*EXERCISE REQUIREMENTS*
Pull out the part of the records that opens with the line containing "# test: mark one point on the black football" and runs through the end of the records, and reproduce those lines word for word.

*Object point labels*
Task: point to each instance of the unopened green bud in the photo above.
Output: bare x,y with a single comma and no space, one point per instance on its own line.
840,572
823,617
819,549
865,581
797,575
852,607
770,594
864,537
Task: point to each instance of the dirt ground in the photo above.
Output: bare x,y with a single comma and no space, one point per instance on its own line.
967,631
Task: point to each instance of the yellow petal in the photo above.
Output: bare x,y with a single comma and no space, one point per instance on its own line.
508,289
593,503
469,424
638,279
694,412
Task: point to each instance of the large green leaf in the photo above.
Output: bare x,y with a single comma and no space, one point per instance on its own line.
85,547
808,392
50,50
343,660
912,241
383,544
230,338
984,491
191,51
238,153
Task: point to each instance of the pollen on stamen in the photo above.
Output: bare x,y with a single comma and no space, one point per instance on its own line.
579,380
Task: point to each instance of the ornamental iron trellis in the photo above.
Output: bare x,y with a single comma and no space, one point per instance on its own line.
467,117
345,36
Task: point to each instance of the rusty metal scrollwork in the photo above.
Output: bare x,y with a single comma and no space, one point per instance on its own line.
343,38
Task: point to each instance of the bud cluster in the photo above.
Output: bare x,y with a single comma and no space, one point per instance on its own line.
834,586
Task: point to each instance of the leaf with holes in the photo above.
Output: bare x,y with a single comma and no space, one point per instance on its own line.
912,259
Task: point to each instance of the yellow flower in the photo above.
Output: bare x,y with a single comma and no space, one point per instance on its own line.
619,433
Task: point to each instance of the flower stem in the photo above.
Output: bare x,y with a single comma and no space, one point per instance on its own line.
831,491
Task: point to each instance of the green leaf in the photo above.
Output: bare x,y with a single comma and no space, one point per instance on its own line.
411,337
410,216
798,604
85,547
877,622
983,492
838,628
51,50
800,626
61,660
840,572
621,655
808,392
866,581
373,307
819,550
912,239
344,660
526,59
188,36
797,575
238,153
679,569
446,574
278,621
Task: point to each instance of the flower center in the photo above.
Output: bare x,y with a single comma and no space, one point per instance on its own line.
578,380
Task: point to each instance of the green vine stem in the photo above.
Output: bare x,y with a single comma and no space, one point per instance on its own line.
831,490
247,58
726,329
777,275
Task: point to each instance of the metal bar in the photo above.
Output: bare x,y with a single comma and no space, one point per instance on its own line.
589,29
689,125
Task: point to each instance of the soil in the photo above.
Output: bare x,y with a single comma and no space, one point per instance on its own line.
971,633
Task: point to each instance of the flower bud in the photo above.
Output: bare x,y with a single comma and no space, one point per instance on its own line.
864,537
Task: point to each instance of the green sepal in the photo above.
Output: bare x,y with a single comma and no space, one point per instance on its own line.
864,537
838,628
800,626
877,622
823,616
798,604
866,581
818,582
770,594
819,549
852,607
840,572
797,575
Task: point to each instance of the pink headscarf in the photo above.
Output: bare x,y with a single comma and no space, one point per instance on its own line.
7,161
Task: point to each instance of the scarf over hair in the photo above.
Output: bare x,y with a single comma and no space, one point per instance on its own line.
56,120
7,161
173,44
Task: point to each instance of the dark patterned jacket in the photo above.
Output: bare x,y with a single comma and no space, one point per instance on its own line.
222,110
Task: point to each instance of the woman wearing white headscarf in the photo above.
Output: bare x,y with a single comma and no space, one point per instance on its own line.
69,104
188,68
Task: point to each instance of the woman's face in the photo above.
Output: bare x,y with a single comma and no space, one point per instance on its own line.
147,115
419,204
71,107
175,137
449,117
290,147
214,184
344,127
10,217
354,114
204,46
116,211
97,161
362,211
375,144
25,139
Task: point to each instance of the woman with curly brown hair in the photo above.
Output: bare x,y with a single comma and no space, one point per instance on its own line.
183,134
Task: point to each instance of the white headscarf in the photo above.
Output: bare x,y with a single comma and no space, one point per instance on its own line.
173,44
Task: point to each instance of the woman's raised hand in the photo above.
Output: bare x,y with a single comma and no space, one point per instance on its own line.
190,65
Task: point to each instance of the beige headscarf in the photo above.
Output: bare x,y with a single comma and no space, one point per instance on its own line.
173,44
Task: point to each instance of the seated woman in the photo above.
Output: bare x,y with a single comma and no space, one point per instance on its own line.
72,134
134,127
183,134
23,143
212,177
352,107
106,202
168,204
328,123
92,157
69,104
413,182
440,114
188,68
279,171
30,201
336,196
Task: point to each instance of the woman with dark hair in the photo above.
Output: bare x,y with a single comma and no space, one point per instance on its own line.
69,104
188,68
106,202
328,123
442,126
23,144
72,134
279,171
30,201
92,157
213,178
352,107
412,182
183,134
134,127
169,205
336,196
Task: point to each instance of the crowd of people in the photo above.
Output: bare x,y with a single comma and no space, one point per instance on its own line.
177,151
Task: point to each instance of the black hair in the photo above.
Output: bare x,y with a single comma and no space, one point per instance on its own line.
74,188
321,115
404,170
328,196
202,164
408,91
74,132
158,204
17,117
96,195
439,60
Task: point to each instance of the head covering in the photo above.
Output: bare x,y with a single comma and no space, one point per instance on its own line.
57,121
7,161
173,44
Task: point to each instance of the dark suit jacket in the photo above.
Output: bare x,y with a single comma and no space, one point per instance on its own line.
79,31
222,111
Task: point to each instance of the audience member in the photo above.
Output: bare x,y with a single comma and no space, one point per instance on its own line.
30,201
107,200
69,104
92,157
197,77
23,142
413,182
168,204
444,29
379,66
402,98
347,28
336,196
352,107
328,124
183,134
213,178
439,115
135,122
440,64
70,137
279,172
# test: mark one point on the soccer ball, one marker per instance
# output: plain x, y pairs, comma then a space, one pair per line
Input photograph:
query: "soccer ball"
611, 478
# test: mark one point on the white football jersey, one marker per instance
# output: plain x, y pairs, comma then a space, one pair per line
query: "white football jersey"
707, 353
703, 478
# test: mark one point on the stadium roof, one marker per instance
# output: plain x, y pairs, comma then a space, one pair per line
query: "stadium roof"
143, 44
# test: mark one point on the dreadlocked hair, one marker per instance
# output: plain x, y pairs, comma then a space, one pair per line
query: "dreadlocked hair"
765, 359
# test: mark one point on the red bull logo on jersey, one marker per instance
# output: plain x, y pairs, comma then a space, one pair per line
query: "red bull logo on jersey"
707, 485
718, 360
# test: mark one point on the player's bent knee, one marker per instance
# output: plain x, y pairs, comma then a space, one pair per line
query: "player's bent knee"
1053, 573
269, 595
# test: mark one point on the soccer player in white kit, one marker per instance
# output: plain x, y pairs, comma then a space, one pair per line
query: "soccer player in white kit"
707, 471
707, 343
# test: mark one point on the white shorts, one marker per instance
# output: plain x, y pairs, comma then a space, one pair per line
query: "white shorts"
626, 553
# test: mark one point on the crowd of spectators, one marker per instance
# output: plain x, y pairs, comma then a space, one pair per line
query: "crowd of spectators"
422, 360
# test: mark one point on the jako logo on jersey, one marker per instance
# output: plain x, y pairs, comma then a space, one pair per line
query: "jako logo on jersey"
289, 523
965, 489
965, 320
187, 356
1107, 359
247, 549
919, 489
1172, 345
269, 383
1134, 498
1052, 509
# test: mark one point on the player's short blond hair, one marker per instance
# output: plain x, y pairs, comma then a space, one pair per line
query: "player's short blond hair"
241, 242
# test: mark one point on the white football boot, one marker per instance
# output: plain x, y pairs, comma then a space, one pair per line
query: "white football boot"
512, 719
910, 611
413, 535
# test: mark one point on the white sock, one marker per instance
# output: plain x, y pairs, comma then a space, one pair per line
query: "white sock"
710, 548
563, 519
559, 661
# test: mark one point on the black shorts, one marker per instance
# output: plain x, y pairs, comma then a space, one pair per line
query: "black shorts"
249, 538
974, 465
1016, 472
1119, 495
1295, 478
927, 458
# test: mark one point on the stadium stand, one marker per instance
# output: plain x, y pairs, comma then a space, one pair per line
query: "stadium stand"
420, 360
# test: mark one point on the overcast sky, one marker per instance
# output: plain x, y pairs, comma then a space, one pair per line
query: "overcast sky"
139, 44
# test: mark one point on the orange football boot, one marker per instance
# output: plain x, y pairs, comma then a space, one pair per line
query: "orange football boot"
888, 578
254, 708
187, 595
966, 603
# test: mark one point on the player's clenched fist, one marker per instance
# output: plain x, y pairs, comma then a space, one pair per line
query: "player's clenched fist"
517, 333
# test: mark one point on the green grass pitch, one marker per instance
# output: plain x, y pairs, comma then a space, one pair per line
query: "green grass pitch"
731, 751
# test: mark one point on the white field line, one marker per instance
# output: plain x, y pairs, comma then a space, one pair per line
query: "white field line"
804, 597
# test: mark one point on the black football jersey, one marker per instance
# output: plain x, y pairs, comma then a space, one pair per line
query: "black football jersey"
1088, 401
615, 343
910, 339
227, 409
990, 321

*FINAL RESULT*
# test: mark one point on the black football jersey, one marker per instance
# output: plain x, y pairs, comma then a space, one pair per line
query: "black football jersey"
1088, 401
615, 343
910, 339
227, 409
990, 321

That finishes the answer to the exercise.